## What is needed
Each word in the data below should be copied exactly; the images should not.

━━━━━━━━━━━━━━━━━━━━━━━━━━━━━━

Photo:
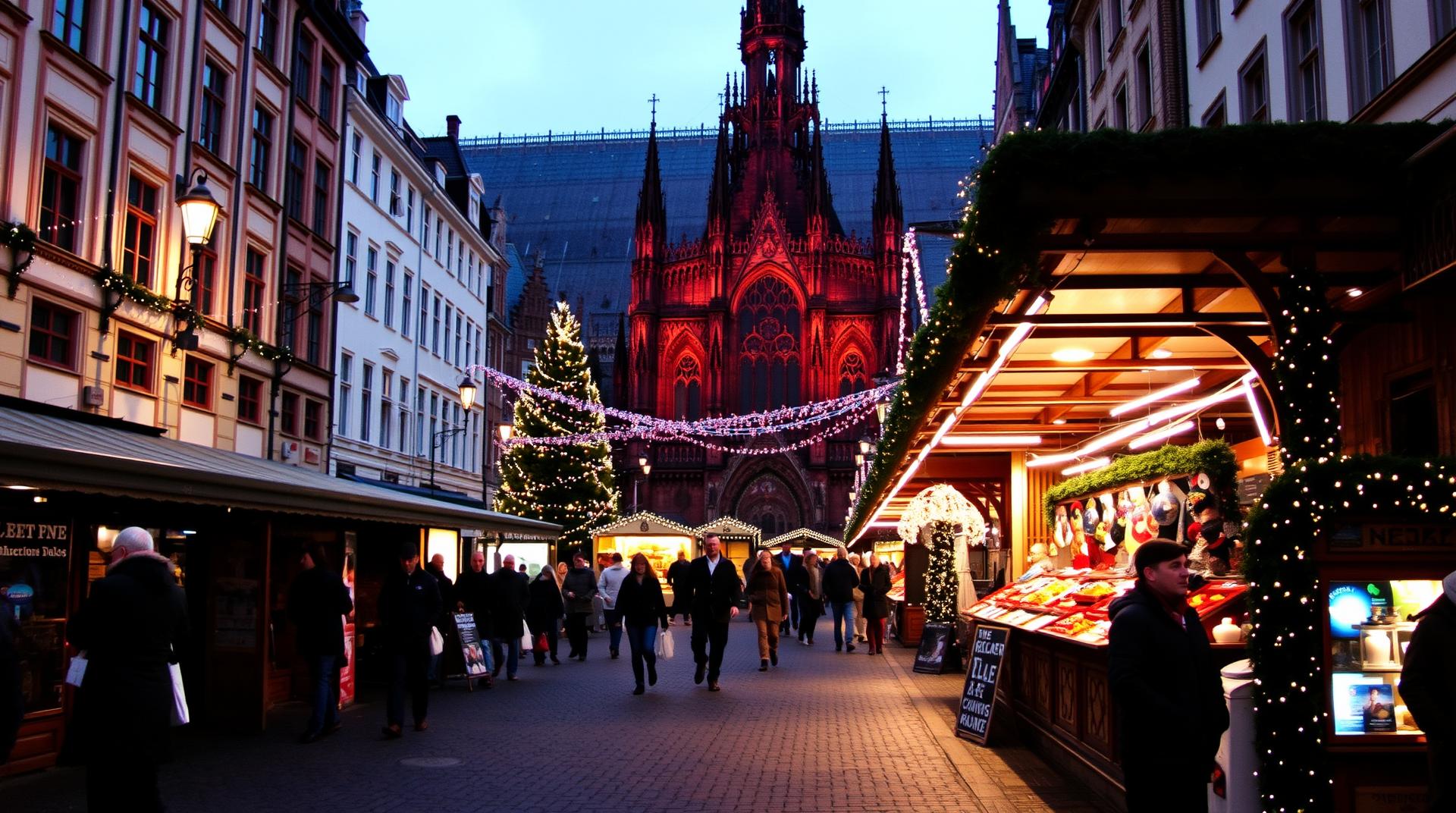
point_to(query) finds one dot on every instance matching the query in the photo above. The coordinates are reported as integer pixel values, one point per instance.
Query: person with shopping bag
(510, 593)
(131, 627)
(642, 608)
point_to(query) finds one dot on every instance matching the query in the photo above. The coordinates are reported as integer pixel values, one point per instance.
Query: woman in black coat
(639, 601)
(544, 614)
(874, 582)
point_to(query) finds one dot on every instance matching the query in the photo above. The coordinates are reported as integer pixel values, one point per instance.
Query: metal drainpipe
(275, 381)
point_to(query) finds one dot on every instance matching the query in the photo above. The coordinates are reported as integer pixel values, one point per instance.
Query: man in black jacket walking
(712, 596)
(318, 602)
(1166, 689)
(408, 607)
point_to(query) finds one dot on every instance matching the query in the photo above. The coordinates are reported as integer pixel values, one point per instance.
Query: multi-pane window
(1302, 46)
(1254, 88)
(303, 66)
(140, 238)
(370, 278)
(1369, 33)
(268, 30)
(61, 188)
(152, 55)
(366, 401)
(321, 197)
(346, 388)
(69, 24)
(389, 293)
(197, 382)
(328, 74)
(405, 305)
(249, 400)
(215, 107)
(53, 334)
(134, 360)
(254, 287)
(262, 147)
(297, 177)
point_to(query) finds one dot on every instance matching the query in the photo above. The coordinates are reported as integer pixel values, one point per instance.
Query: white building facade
(416, 246)
(1304, 60)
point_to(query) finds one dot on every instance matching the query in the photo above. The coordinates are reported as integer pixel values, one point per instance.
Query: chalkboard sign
(476, 661)
(979, 697)
(935, 648)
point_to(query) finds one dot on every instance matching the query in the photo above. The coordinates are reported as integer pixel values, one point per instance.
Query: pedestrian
(131, 628)
(510, 593)
(544, 614)
(1165, 686)
(579, 589)
(840, 580)
(874, 582)
(318, 602)
(473, 596)
(792, 569)
(607, 585)
(712, 593)
(408, 608)
(642, 610)
(1426, 685)
(859, 601)
(444, 623)
(811, 602)
(677, 582)
(767, 607)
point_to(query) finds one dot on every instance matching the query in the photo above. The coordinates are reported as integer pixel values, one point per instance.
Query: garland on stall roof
(20, 240)
(1301, 507)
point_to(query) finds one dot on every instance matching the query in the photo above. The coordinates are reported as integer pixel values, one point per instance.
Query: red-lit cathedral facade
(772, 306)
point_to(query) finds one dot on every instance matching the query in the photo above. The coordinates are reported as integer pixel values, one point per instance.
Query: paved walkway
(823, 732)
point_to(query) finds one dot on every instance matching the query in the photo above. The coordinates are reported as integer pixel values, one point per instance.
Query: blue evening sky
(530, 66)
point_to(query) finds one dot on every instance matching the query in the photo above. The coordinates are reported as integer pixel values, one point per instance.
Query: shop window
(134, 360)
(1413, 416)
(197, 382)
(53, 334)
(249, 400)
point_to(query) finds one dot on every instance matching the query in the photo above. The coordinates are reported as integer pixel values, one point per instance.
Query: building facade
(775, 305)
(417, 250)
(108, 112)
(1338, 60)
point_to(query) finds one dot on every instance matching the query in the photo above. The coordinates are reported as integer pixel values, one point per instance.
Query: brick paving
(823, 732)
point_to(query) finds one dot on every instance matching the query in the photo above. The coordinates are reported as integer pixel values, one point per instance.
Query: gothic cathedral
(774, 306)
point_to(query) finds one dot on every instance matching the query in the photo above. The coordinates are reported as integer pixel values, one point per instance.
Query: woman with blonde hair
(767, 607)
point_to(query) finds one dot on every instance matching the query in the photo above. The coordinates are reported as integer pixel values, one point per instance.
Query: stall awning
(67, 455)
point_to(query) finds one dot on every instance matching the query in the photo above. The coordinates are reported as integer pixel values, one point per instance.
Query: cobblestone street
(823, 732)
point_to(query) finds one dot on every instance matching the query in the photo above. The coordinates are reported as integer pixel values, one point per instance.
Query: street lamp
(466, 391)
(200, 212)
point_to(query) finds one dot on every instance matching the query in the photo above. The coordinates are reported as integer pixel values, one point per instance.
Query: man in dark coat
(473, 596)
(1165, 686)
(408, 608)
(712, 596)
(510, 593)
(12, 702)
(318, 602)
(677, 580)
(1426, 685)
(131, 628)
(840, 582)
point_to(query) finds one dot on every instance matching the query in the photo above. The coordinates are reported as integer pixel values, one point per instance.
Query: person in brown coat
(769, 605)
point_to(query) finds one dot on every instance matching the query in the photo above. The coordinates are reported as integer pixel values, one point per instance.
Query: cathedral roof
(574, 196)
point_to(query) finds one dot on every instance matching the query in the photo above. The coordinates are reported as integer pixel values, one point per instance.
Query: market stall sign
(979, 697)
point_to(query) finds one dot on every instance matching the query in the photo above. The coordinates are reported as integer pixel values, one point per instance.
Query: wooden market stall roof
(1103, 267)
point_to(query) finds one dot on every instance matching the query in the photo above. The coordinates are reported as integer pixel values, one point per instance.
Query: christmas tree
(570, 485)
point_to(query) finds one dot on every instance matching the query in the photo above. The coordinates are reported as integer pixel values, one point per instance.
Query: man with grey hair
(131, 627)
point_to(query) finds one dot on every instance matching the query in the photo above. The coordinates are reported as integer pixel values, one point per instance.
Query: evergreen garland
(570, 485)
(943, 585)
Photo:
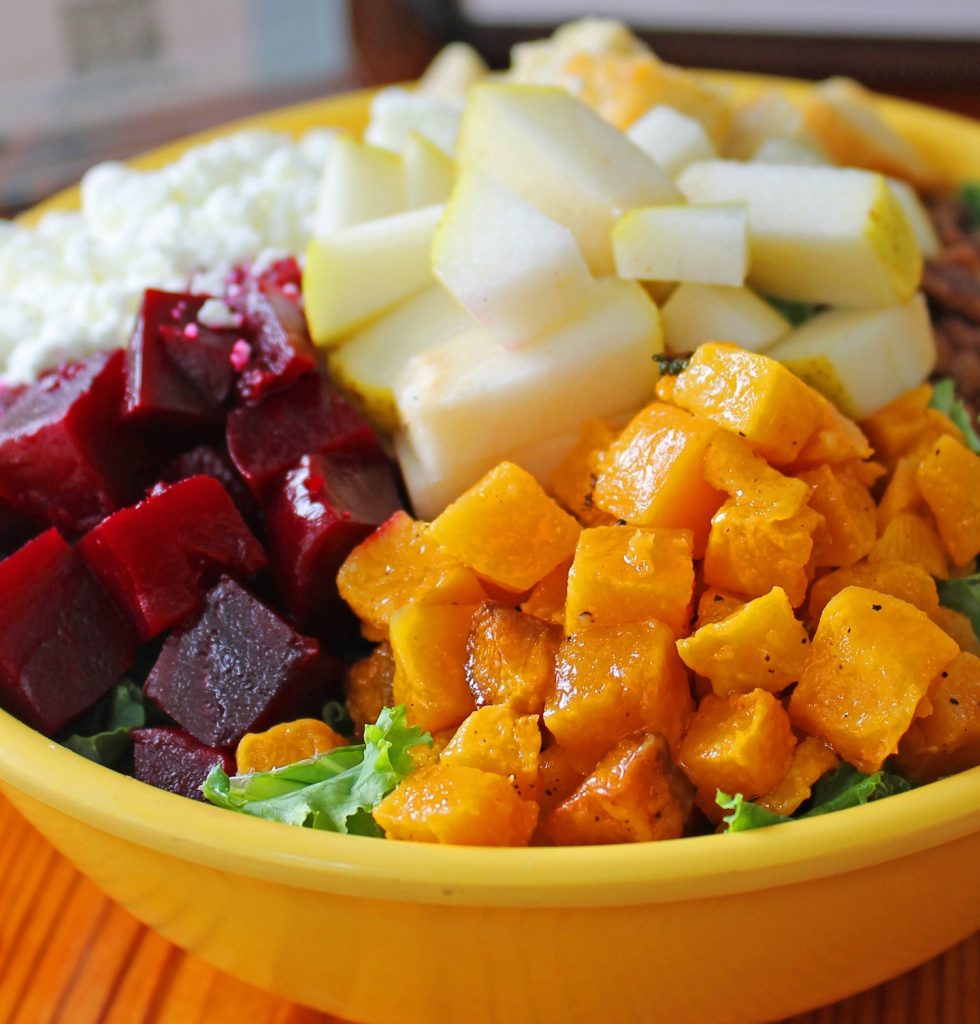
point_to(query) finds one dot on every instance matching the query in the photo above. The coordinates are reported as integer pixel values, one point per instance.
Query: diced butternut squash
(752, 395)
(511, 658)
(449, 803)
(402, 563)
(848, 530)
(870, 664)
(949, 480)
(506, 528)
(286, 743)
(811, 759)
(613, 680)
(760, 646)
(635, 795)
(738, 743)
(948, 739)
(369, 686)
(624, 574)
(911, 538)
(498, 739)
(652, 474)
(428, 643)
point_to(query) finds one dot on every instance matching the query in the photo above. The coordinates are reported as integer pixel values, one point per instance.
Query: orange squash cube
(949, 480)
(761, 645)
(948, 739)
(614, 680)
(456, 804)
(624, 574)
(498, 739)
(507, 528)
(402, 563)
(849, 526)
(510, 658)
(751, 395)
(428, 643)
(651, 474)
(740, 742)
(811, 759)
(285, 744)
(635, 795)
(870, 664)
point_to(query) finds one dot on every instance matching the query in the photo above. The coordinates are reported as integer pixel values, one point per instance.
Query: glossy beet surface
(64, 643)
(158, 558)
(237, 669)
(169, 759)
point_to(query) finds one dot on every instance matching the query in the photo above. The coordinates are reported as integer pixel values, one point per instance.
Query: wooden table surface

━━━━━━━━━━━━━━━━━━━━━━━━━━━━━━

## Solution for this task
Photo:
point_to(query) finds one dot on every instance matching the query in the photo above. The coordinates are reported as integer pixel values, one point per instance.
Query: person with shopping bag
(510, 593)
(131, 627)
(642, 608)
point_to(query) finds one dot on every instance matching the query in the photo above. The coordinates are reported as integer pixel values, one point per instance.
Query: woman in black coat
(639, 601)
(544, 614)
(874, 582)
point_to(query) finds one dot on every instance matching the query in the photo above. The coordinates are reported as integer pixel values, one point per instance.
Query: metal drainpipe
(275, 381)
point_to(query) finds one dot on every instance matching the query in the photo above. The coordinates are reported as integer pixel values, one point per instance.
Query: man in black jacket walking
(712, 596)
(318, 602)
(1166, 689)
(408, 607)
point_to(query) finds one dot on every instance matching the query in the photo above. The coordinates are reported as integer pixel values, one point per instance.
Query: multi-pane window
(1302, 46)
(1254, 88)
(303, 66)
(140, 238)
(370, 278)
(1369, 33)
(268, 30)
(61, 188)
(152, 55)
(366, 401)
(321, 197)
(346, 388)
(69, 24)
(389, 293)
(197, 382)
(328, 74)
(405, 305)
(249, 400)
(215, 107)
(53, 334)
(134, 360)
(254, 287)
(262, 147)
(297, 177)
point_to(query) finds one dot on every instance matching the query in the photo above. The coordinates are reported as integer pixel values, one point per instance.
Query: white building facade
(416, 246)
(1304, 60)
point_to(query) finds one dot on every instance matching the query in the photo above. The coordinates are reported as integer pixel values, one point per instance.
Query: chalkboard sign
(476, 661)
(979, 697)
(935, 648)
point_to(query) finds one dot on every instance matching the query in the photo above. The coordinates are reported as integer pixel values, one point per instance.
Query: pedestrian
(131, 628)
(510, 593)
(544, 614)
(1165, 686)
(579, 589)
(840, 580)
(874, 582)
(318, 602)
(473, 596)
(792, 569)
(607, 585)
(712, 593)
(408, 608)
(642, 610)
(1426, 685)
(859, 601)
(444, 623)
(811, 602)
(677, 582)
(767, 607)
point_to(query) finds one dot on every instance matching the query in the photo above. The coordinates are reported as integer pixel values, one point per instance.
Query: garland on stall roof
(20, 240)
(1301, 507)
point_to(query) finds one dot on every instance matching the query in the photo above. The coordinates are reported as integer pixel values, one point per instance.
Query: red-lit cathedral facade
(772, 306)
point_to(query) finds one dot on every instance matching the query in the photo above. The coordinates are reported as integer pixel values, one point per instance.
Query: paved walkway
(823, 732)
point_to(query) finds one dot on every instance matching the query in the photo above. The coordinates are reported as integer pixel values, one point per instance.
Query: blue evening sky
(530, 66)
point_to(query) finds one dot on every instance matching the query in the photo above. The coordinates are reported as integer pixel values, one point per instance.
Query: shop window
(134, 360)
(1413, 416)
(197, 382)
(53, 334)
(249, 400)
point_to(query) finds one dot on every instance matching the query in the photo above. The coordinates are reported as integer pixel values, one point per instance.
Query: building facade
(775, 305)
(417, 250)
(108, 112)
(1338, 60)
point_to(query) finds one dot on every instance matching the query in the photo above. The coordinates are reported as integer pixel values, one point per instance.
Query: brick paving
(823, 732)
point_to(query) finds one dot on every instance matching the query in the photo above. The coordinates are reported as integer pixel values, one point per instance.
Query: gothic cathedral
(774, 306)
point_to(query) finds one dot on every instance matching the query in the photo above. The coordinates are reported as integer pixel values, one point per instance.
Query: woman with blonde hair
(767, 607)
point_to(query) finds one dot on every instance matching the query in the photo above. The coordinates are reported as integer pixel values, one point per instance.
Query: stall awning
(67, 455)
point_to(query) finds one dot on every instance matching the query in the photo above. The coordinates are reported as integer pixel values, one point per instance.
Query: cobblestone street
(823, 732)
point_to(query) finds one dot on every instance matching the query in the photo above. The coordinates are reported as integer pixel values, one point per instance.
Query: street lamp
(466, 391)
(200, 212)
point_to(query) finds one dot on every instance matching the query in the photo above. The coordinates are reported as integer pixel values, one point per instance.
Query: man in dark coat
(473, 596)
(1165, 686)
(408, 608)
(712, 596)
(510, 593)
(12, 702)
(318, 602)
(677, 580)
(1426, 685)
(131, 628)
(840, 582)
point_to(query) finds one dot on every instance matching the query in the photo above. The coordinates are reported as integer pixel values, one point per instance.
Query: person in brown coat
(769, 605)
point_to(query) finds one dot on every instance matching the query in the photo above. The coordinates are reported as integer pixel values, one point per instance.
Query: cathedral roof
(574, 196)
point_to(query) finds one dot on every instance matching the query in the photo above. The coordinates are reported as integer pixel values, one point per instance.
Query: market stall sign
(979, 697)
point_to(query) finds one dot on every instance matching the query in the photo above. The coordinates are reported as integer pixel values, one point per instance.
Query: wooden market stall roof
(1103, 267)
point_to(query) finds one dot on every instance matching the query in the photo above. The coordinates are reported as integer pixel values, one point per instance.
Query: christmas tree
(570, 485)
point_to(query) finds one dot on every instance matching the query in the photo above. The coordinates are reported as integer pixel values, one point per instance.
Query: man with grey hair
(131, 627)
point_to(query) finds one dot on every instance matching the query in the photo above. The coordinates are reported as integer pixel values, one point per instance.
Query: evergreen garland
(570, 485)
(943, 585)
Photo:
point_to(query) finds one dot on every instance matching the query in the photo above. The coordinates are reported as integer pixel values, one point per instance.
Query: diced butternut squash
(752, 395)
(511, 658)
(449, 803)
(402, 563)
(848, 530)
(870, 664)
(949, 480)
(506, 528)
(286, 743)
(811, 759)
(613, 680)
(760, 646)
(635, 795)
(738, 743)
(948, 739)
(369, 686)
(624, 574)
(911, 538)
(498, 739)
(652, 474)
(428, 643)
point_to(query) finds one dot on every instance matching the query in the photo above. The coordinates are reported as integer pixel values, one point per instance.
Query: orange squash cube
(949, 480)
(761, 645)
(948, 739)
(614, 680)
(456, 804)
(624, 574)
(498, 739)
(507, 528)
(402, 563)
(849, 526)
(510, 658)
(751, 395)
(428, 643)
(651, 474)
(740, 742)
(811, 759)
(285, 744)
(635, 795)
(870, 664)
point_to(query) finds one dot on every instance matching the query in the photo above. The coordinates are reported as integer pixel values, one point per instance.
Query: glossy beet surface
(64, 643)
(158, 558)
(237, 669)
(169, 759)
point_to(query) finds one dot on every instance matching the query in the photo above. The coordinates are reported as integer pixel values, one point per instance.
Query: wooden table surface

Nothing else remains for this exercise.